* [TEXT]
——
This post is the fourth in “MAGA and Masculinity in 2024,” an ongoing series examining the societal fallout from right-wing hypermasculinity — and the people fighting its toxic messaging by positively redefining what it means to be a man. You can read the first post here, the second here, and the third here.
There’s been a lot of reporting this election cycle about Donald Trump's campaign aligning with rappers in an effort to woo young Black men. I recently wrote about a pro-Trump rap concert scheduled for cities Trump has baselessly demonized.
As a Black man, I’ve found this outreach — and frankly, some of the news coverage framing rappers as Black community spokespeople — insulting of Black men’s intelligence. I don’t know what else to make of the presumption that Black men look to Lil Pump and Waka Flocka Flame — both Trump supporters — for political insight. (My personal love for “Grove St. Party” notwithstanding.)
Trump’s hip-hop alliances, and the fact he and his followers seem so thirsty to promote them, are revealing.
I also think some of this coverage has missed the mark by portraying hip-hop’s occasional ties to Trump as something bizarre or novel. Historically speaking, it’s not. And none of us should be surprised that a genre criticized for promoting the degradation of Black women and the violent destruction of Black men includes artists who support a candidate who seems to stand for these things. Trump has a history of demeaning Black women. He embraces policies and rhetoric known to subjugate Black people. In those ways, he embodies the same toxic masculinity, cruelty and crassness that many hip-hop artists — and the wealthy record companies behind them — advertise.
It’s notable that Trump, who’s been found liable for sexual abuse, touts rap endorsements from one artist who pleaded guilty to first-degree assault in a rape case, and another who faced backlash in 2020 over resurfaced tweets in which he said he wanted to drug one of his social media followers and “rape her a-- all night.” (Side note: Semafor noted that Trump’s support from Black sports figures includes multiple men who’ve committed sex crimes. I’m sensing a trend.). Trump has also welcomed endorsements from rappers currently facing violent crime charges — including conspiracy to commit murder — as he and his followers have sought to discredit the criminal charges against him and boost his bad boy image to Black men they think will enjoy it.
I’m skeptical of this election strategy. But I do think Trump’s hip-hop alliances, and the fact he and his followers seem so thirsty to promote them, are revealing. They signal to voters the type of Black men he supports, and the Black men he feels are inclined to support him: criminals, abusers and offenders of varying types. Men enamored by the same type of hypermasculine gangsterism he is, in all its violence and misogyny.
For hip-hop, I see the Trump associations as a crisis on par with the entertainment industry's longtime celebration of music mogul Sean "Diddy" Combs, who is facing dozens of sexual assault accusations, including from some minors, and was federally indicted last month on charges of sex trafficking and racketeering, among others. (Combs has denied any wrongdoing and has pleaded not guilty to the federal charges.)
Combs is being held at the Metropolitan Detention Center in Brooklyn while he awaits trial. But the controversy surrounding him threatens to expose an industry that seems to have enabled or ignored his violent machismo for years. In both scenarios, we see a genre infatuated with toxic masculinity — artists and an industry that glamorize powerful men who show strength through conquest, domination and self-enrichment.
——
* [SOURCE DATA]
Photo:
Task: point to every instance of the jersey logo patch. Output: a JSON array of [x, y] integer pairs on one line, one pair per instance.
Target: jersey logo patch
——
In the post about Trump and hip-hop above, recast the paragraph beginning "I also think some of this coverage" as a short bulleted list that keeps its main points.

* [OUTPUT]
- Some coverage has wrongly treated hip-hop's occasional ties to Trump as bizarre or new; historically, they are not.
- It is no surprise that a genre criticized for promoting the degradation of Black women and the violent destruction of Black men includes artists who back a candidate who seems to stand for these things.
- Trump has a history of demeaning Black women and embraces policies and rhetoric known to subjugate Black people.
- He thus embodies the same toxic masculinity, cruelty and crassness that many hip-hop artists, and the wealthy record companies behind them, advertise.